**Point labeling examples**.
━━━━━━━━━━

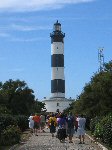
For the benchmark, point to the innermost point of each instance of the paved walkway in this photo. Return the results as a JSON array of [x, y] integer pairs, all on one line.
[[44, 141]]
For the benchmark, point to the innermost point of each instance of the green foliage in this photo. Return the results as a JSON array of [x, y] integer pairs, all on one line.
[[4, 110], [101, 128], [107, 131], [18, 99], [93, 123], [10, 136], [22, 122], [98, 131], [6, 120]]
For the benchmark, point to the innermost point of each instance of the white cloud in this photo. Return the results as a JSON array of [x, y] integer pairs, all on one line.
[[32, 5], [16, 70], [4, 35]]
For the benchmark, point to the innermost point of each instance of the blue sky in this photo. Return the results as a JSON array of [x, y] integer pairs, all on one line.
[[25, 46]]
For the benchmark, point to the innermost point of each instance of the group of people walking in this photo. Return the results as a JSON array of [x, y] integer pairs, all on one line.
[[65, 125]]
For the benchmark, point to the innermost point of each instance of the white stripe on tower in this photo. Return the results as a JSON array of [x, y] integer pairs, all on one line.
[[57, 62]]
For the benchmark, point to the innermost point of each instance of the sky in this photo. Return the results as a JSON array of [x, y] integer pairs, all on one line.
[[25, 44]]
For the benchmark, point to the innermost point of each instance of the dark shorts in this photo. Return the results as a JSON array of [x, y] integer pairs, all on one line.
[[61, 134], [70, 131], [36, 125], [42, 124]]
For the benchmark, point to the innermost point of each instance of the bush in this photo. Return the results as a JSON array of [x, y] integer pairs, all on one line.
[[22, 122], [107, 131], [98, 132], [6, 120], [10, 135], [93, 123], [102, 129]]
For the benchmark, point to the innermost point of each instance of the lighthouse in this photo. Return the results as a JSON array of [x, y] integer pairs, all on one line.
[[57, 101], [57, 62]]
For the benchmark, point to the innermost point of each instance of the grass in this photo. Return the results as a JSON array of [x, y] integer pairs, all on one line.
[[24, 137]]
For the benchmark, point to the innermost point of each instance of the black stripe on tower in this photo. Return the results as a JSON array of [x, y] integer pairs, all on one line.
[[57, 60], [57, 85], [57, 36]]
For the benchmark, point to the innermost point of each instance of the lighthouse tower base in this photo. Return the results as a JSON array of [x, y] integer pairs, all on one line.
[[57, 104]]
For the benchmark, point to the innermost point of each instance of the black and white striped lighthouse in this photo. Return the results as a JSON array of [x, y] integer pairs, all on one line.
[[57, 62], [57, 101]]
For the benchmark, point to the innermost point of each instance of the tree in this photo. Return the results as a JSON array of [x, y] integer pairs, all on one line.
[[18, 97]]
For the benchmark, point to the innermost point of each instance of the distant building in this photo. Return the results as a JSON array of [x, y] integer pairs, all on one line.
[[57, 101]]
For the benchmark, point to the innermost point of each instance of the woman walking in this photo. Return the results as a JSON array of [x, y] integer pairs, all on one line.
[[52, 124]]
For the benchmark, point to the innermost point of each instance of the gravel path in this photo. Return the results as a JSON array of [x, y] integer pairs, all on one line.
[[44, 141]]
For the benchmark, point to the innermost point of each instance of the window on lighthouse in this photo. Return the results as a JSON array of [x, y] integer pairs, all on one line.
[[57, 104]]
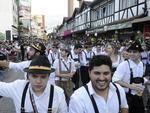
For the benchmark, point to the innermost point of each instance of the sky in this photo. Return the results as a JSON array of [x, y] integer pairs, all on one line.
[[54, 11]]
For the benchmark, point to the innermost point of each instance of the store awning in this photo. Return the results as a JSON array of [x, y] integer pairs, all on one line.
[[145, 19]]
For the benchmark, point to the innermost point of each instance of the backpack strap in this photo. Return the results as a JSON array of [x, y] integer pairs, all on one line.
[[119, 98], [92, 99], [23, 97], [51, 99]]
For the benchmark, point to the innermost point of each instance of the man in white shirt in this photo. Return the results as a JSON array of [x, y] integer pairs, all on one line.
[[129, 74], [36, 94], [99, 95], [36, 49]]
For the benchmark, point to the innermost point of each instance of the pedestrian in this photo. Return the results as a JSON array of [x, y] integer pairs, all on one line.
[[35, 95], [65, 69], [36, 49], [99, 95], [129, 74]]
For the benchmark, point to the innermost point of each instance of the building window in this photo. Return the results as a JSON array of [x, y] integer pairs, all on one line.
[[110, 9], [127, 3], [103, 12]]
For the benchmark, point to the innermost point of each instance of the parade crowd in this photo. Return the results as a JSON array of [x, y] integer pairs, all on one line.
[[77, 76]]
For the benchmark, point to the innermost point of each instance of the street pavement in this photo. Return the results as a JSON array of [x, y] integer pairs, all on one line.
[[6, 104]]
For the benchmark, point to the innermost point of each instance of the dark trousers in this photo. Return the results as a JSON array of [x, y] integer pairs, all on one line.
[[135, 103]]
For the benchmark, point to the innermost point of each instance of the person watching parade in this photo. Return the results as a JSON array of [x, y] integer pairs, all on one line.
[[129, 74], [35, 49]]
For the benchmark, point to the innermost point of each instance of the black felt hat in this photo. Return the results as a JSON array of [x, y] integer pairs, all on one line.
[[135, 46], [39, 65], [39, 47]]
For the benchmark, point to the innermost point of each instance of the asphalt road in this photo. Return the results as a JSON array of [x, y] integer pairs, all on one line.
[[6, 104]]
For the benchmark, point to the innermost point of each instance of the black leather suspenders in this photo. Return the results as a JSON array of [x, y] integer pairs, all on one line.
[[23, 98], [50, 99], [94, 103]]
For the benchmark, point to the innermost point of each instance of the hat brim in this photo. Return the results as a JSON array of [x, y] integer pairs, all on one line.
[[38, 71]]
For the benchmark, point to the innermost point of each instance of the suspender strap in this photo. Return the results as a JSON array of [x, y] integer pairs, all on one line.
[[131, 75], [92, 99], [23, 97], [51, 99], [119, 98]]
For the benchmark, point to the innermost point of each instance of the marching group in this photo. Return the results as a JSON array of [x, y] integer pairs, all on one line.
[[79, 78]]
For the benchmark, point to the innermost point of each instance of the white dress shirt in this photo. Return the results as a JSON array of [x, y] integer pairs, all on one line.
[[21, 65], [56, 65], [80, 101], [123, 72], [15, 89]]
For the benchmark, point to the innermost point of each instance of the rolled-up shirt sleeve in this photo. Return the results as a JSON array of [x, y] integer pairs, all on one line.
[[74, 106], [120, 72]]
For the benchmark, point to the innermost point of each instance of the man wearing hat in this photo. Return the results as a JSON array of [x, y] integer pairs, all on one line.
[[35, 49], [129, 74], [36, 94]]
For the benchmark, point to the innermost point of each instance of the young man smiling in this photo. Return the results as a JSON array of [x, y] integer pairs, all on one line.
[[99, 95], [35, 94]]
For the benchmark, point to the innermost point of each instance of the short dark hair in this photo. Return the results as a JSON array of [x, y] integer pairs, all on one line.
[[77, 46], [99, 60]]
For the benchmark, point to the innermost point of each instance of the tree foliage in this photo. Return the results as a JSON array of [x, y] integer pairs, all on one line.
[[2, 36]]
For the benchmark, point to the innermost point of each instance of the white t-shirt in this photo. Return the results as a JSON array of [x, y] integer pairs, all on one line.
[[15, 89], [80, 101]]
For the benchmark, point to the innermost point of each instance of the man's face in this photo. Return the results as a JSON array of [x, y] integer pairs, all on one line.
[[134, 55], [100, 77], [31, 53], [38, 82], [78, 51]]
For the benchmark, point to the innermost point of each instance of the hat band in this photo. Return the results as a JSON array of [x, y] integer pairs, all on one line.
[[36, 47], [40, 68]]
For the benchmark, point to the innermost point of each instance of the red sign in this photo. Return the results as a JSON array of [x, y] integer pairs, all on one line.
[[147, 31]]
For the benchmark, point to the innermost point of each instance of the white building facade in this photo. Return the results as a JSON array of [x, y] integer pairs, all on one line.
[[9, 18]]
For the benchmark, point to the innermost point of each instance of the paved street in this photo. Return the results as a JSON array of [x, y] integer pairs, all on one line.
[[6, 104]]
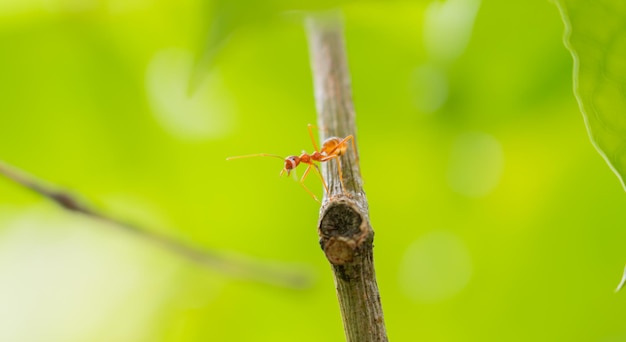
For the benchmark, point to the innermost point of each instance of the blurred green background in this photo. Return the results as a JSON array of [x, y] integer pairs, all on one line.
[[495, 218]]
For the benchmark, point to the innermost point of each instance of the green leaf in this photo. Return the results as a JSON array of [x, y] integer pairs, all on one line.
[[596, 36]]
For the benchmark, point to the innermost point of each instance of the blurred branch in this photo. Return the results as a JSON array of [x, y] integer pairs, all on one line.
[[236, 267], [346, 235]]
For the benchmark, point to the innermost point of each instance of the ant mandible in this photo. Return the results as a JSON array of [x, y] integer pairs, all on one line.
[[332, 148]]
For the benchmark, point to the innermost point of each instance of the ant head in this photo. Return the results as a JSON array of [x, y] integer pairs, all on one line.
[[291, 163]]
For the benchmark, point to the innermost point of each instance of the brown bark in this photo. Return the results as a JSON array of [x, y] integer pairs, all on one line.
[[346, 235]]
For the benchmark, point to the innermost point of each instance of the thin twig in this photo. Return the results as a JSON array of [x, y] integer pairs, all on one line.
[[346, 235], [237, 267]]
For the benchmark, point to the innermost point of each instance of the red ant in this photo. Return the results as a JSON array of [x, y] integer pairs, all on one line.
[[332, 148]]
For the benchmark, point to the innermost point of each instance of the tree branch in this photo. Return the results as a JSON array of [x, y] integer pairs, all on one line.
[[346, 235], [239, 268]]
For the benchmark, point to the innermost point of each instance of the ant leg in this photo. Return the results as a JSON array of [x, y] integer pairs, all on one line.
[[317, 170], [306, 172], [309, 127], [343, 187]]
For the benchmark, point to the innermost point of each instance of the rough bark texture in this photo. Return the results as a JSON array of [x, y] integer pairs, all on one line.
[[346, 236]]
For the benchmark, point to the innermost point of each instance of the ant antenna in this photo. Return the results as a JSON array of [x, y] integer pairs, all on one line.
[[256, 155]]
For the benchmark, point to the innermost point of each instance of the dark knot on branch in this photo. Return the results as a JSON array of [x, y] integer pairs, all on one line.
[[343, 229]]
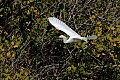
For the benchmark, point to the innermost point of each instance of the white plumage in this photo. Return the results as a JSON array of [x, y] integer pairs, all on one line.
[[74, 37]]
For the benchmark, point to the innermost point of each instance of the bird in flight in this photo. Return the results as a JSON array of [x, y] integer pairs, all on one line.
[[73, 36]]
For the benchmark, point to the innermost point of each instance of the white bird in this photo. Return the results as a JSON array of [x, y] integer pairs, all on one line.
[[73, 36]]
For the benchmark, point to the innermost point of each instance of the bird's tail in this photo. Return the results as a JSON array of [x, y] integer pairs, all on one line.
[[92, 37]]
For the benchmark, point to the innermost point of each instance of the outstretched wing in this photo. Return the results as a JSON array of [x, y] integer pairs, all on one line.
[[60, 25]]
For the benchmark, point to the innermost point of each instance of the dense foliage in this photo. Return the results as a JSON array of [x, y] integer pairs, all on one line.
[[28, 50]]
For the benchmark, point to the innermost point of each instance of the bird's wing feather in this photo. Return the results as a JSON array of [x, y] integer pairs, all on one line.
[[60, 25]]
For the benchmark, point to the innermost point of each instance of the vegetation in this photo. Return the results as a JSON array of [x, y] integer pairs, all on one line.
[[29, 51]]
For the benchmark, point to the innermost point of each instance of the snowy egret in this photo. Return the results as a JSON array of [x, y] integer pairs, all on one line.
[[73, 36]]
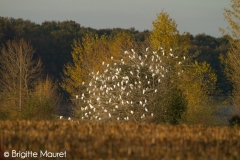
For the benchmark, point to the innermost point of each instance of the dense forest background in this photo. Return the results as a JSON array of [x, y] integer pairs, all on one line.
[[53, 43]]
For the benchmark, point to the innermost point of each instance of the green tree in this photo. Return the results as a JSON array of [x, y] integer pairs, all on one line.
[[88, 55], [232, 60], [18, 73]]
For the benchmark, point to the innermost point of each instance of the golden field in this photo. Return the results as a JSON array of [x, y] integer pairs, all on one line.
[[112, 140]]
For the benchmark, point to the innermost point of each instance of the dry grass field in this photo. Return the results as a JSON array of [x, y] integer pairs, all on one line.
[[98, 140]]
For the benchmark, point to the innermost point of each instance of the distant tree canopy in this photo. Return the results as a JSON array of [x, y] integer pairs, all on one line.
[[53, 42]]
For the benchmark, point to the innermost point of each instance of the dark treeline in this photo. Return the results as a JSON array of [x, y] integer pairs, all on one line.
[[53, 42]]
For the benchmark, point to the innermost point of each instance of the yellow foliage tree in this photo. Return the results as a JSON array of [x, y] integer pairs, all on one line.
[[89, 54], [186, 81]]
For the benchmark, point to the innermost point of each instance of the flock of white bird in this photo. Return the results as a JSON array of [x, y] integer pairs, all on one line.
[[126, 88]]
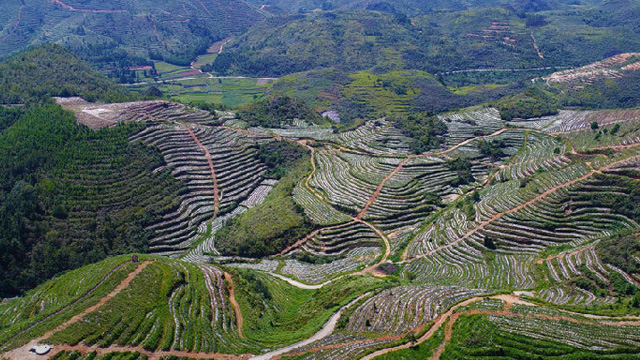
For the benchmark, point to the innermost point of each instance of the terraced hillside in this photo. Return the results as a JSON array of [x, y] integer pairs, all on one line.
[[511, 239], [170, 30]]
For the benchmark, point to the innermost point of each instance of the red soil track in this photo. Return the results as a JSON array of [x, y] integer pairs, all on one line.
[[234, 303], [534, 200], [68, 305], [216, 197]]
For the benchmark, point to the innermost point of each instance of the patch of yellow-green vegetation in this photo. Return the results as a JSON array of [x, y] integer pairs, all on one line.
[[465, 90], [610, 135], [276, 313], [223, 91], [386, 93], [418, 352], [316, 87], [271, 226], [165, 68], [166, 306], [203, 60]]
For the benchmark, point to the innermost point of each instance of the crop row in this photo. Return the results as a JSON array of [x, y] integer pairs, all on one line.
[[237, 173], [404, 308]]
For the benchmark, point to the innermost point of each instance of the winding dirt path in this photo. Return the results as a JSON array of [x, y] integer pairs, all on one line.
[[380, 186], [535, 46], [68, 305], [565, 254], [326, 330], [236, 306], [532, 201], [21, 352], [207, 154], [123, 285]]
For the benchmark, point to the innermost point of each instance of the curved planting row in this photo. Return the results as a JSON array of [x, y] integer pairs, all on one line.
[[169, 305], [470, 123], [539, 153], [342, 187], [318, 211], [377, 137], [412, 194], [571, 120], [583, 334], [340, 239], [456, 266], [404, 308], [237, 173], [165, 111]]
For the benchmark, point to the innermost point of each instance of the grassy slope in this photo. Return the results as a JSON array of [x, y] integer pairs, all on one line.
[[140, 28], [72, 196], [52, 70], [271, 226]]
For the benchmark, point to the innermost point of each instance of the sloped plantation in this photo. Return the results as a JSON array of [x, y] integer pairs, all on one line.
[[503, 239]]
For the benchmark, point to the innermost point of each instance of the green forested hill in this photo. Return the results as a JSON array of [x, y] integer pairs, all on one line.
[[70, 196], [51, 70], [165, 29], [498, 38], [410, 7]]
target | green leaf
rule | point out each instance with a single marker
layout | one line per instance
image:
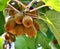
(23, 42)
(31, 43)
(42, 40)
(55, 4)
(53, 22)
(2, 21)
(43, 26)
(1, 43)
(20, 43)
(3, 4)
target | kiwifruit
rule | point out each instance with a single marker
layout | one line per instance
(37, 26)
(19, 30)
(27, 21)
(10, 24)
(11, 12)
(7, 37)
(18, 18)
(31, 32)
(10, 37)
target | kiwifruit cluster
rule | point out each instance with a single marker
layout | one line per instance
(22, 24)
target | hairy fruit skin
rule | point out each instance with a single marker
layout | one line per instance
(10, 24)
(31, 32)
(37, 26)
(19, 30)
(27, 21)
(18, 18)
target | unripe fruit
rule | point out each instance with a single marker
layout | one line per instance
(9, 26)
(18, 18)
(19, 30)
(11, 12)
(10, 37)
(37, 26)
(7, 37)
(31, 32)
(27, 21)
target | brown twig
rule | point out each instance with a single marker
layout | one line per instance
(37, 8)
(20, 3)
(14, 8)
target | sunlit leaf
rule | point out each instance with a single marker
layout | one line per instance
(3, 4)
(42, 40)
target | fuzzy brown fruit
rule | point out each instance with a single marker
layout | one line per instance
(10, 37)
(27, 21)
(19, 30)
(11, 12)
(18, 18)
(9, 26)
(31, 32)
(37, 26)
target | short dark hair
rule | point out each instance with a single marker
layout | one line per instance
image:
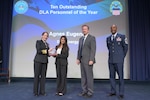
(86, 26)
(44, 33)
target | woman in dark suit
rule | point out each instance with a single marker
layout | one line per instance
(40, 65)
(62, 53)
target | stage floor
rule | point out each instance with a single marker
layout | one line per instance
(21, 89)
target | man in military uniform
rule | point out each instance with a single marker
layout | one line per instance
(117, 46)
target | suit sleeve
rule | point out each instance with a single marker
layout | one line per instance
(125, 45)
(78, 51)
(93, 49)
(63, 54)
(38, 47)
(107, 43)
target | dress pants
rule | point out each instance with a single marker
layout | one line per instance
(40, 70)
(87, 78)
(113, 68)
(61, 71)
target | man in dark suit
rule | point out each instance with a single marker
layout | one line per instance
(117, 46)
(86, 59)
(40, 64)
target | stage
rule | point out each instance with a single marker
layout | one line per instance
(22, 89)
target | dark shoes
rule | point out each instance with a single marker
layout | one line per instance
(82, 94)
(43, 94)
(59, 94)
(111, 94)
(121, 96)
(36, 95)
(85, 95)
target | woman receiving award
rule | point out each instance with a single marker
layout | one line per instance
(40, 65)
(62, 53)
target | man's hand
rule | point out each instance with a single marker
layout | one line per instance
(78, 61)
(91, 62)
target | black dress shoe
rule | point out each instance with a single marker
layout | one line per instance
(88, 96)
(111, 94)
(121, 96)
(36, 95)
(82, 94)
(43, 94)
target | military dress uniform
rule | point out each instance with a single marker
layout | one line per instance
(117, 46)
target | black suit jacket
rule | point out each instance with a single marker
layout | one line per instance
(39, 57)
(117, 48)
(62, 58)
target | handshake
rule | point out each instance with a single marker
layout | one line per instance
(44, 51)
(52, 52)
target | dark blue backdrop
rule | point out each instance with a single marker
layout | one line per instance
(139, 32)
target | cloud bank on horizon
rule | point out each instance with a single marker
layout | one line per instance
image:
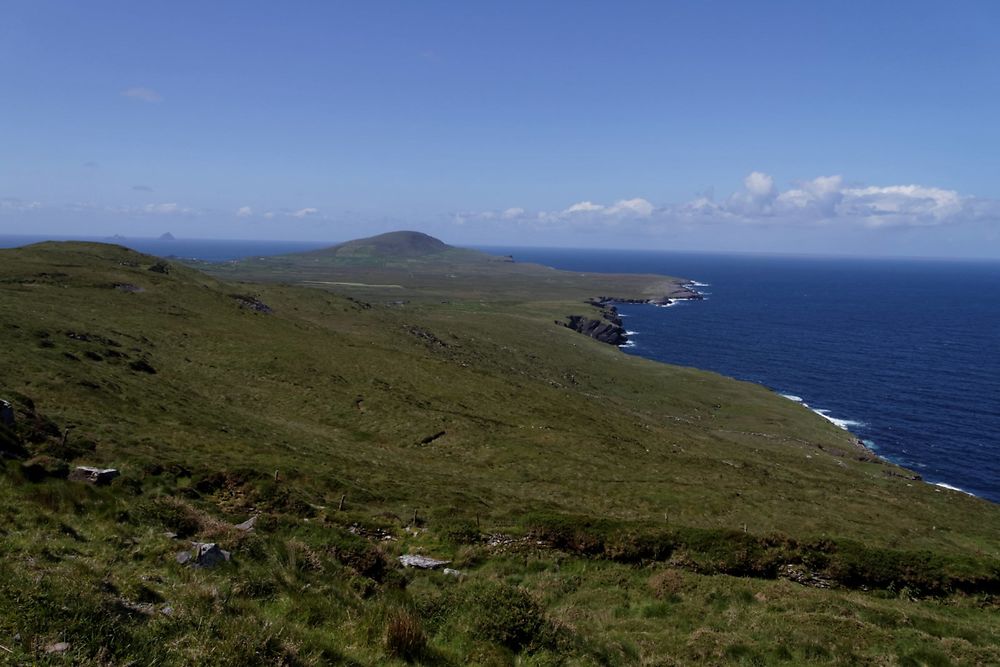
(807, 216)
(822, 201)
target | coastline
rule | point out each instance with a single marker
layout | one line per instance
(864, 451)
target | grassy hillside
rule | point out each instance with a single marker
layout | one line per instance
(601, 509)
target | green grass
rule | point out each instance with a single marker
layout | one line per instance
(644, 512)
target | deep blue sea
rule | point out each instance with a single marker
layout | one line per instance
(904, 353)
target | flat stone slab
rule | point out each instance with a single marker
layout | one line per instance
(203, 554)
(99, 476)
(247, 525)
(422, 562)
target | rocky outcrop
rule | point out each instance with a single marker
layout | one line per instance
(422, 562)
(607, 329)
(203, 554)
(250, 302)
(98, 476)
(602, 330)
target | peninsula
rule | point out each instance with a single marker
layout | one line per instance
(393, 450)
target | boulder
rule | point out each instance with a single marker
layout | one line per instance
(422, 562)
(247, 525)
(6, 414)
(203, 554)
(98, 476)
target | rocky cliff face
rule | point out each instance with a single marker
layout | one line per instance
(608, 329)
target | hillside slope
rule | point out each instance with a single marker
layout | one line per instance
(597, 493)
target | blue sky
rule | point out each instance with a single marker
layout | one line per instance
(849, 127)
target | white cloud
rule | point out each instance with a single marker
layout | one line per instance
(637, 207)
(18, 205)
(583, 207)
(142, 94)
(164, 208)
(824, 200)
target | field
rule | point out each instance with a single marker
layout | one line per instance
(376, 401)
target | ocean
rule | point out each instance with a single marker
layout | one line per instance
(903, 353)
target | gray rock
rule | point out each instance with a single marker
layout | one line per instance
(247, 525)
(6, 414)
(98, 476)
(203, 554)
(422, 562)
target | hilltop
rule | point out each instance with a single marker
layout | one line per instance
(598, 508)
(392, 244)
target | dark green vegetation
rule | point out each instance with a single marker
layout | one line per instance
(602, 509)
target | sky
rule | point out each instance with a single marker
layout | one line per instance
(859, 128)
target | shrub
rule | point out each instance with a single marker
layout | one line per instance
(404, 635)
(504, 614)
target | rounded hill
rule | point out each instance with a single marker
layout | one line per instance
(392, 244)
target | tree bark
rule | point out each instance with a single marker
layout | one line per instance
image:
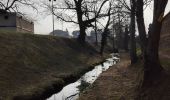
(126, 38)
(152, 67)
(141, 26)
(133, 55)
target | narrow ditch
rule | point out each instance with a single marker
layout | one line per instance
(71, 91)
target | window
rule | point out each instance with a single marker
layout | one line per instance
(6, 17)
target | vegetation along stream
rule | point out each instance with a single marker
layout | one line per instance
(71, 91)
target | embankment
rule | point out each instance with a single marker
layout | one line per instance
(33, 67)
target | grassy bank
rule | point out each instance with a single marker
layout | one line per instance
(35, 66)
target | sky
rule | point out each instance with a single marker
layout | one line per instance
(43, 24)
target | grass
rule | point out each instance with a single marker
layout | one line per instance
(31, 64)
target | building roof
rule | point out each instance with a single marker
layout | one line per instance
(166, 16)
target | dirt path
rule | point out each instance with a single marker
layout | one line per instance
(117, 83)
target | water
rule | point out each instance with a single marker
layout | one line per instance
(71, 91)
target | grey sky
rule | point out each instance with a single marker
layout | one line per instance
(44, 24)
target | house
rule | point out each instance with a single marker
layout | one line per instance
(76, 33)
(14, 22)
(60, 33)
(92, 37)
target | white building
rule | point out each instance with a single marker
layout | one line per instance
(13, 22)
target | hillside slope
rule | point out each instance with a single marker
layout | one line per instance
(34, 66)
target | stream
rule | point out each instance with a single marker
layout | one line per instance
(72, 90)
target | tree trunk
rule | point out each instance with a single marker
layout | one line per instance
(126, 38)
(152, 67)
(82, 35)
(133, 55)
(96, 33)
(141, 26)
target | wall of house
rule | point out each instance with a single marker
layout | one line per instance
(24, 25)
(14, 23)
(166, 25)
(8, 22)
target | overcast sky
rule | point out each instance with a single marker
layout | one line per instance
(43, 25)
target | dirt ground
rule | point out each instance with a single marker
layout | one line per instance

━━━━━━━━━━

**The request**. What needs duplicating is the run of lines from the one containing "target | building roof" through the last line of the entries above, exact and complete.

**Exercise solution**.
target | building roof
rule | point out each instance with a single marker
layout | one line per instance
(166, 16)
target | dirt path
rule | point out each instance with a single marker
layout | one line per instance
(117, 83)
target | water
rule | point out each instance with a single marker
layout | one line per instance
(71, 91)
target | grey sky
rule | point out each instance with a single marker
layout | one line per instance
(44, 24)
target | house
rule | point out each instance with a single marker
layout | one line per instance
(76, 33)
(14, 22)
(60, 33)
(92, 37)
target | white building
rule | point out each instance with a single marker
layout | one line per instance
(13, 22)
target | hillside slope
rule | point out each instance with a single marker
layout | one line per instance
(34, 66)
target | stream
rule | point out each instance with a single marker
layout | one line per instance
(72, 90)
target | tree trunk
rule | point out each instance with a single marker
layout | one line per instance
(126, 38)
(152, 67)
(82, 35)
(133, 55)
(96, 33)
(141, 26)
target | wall of house
rule | point out each instance with a single marker
layout | one line per instance
(24, 25)
(14, 23)
(166, 25)
(8, 22)
target | overcast sky
rule | point out each instance with a single marker
layout | one line per instance
(43, 25)
target | dirt ground
rule | point out each instance with a single marker
layout | one line per instance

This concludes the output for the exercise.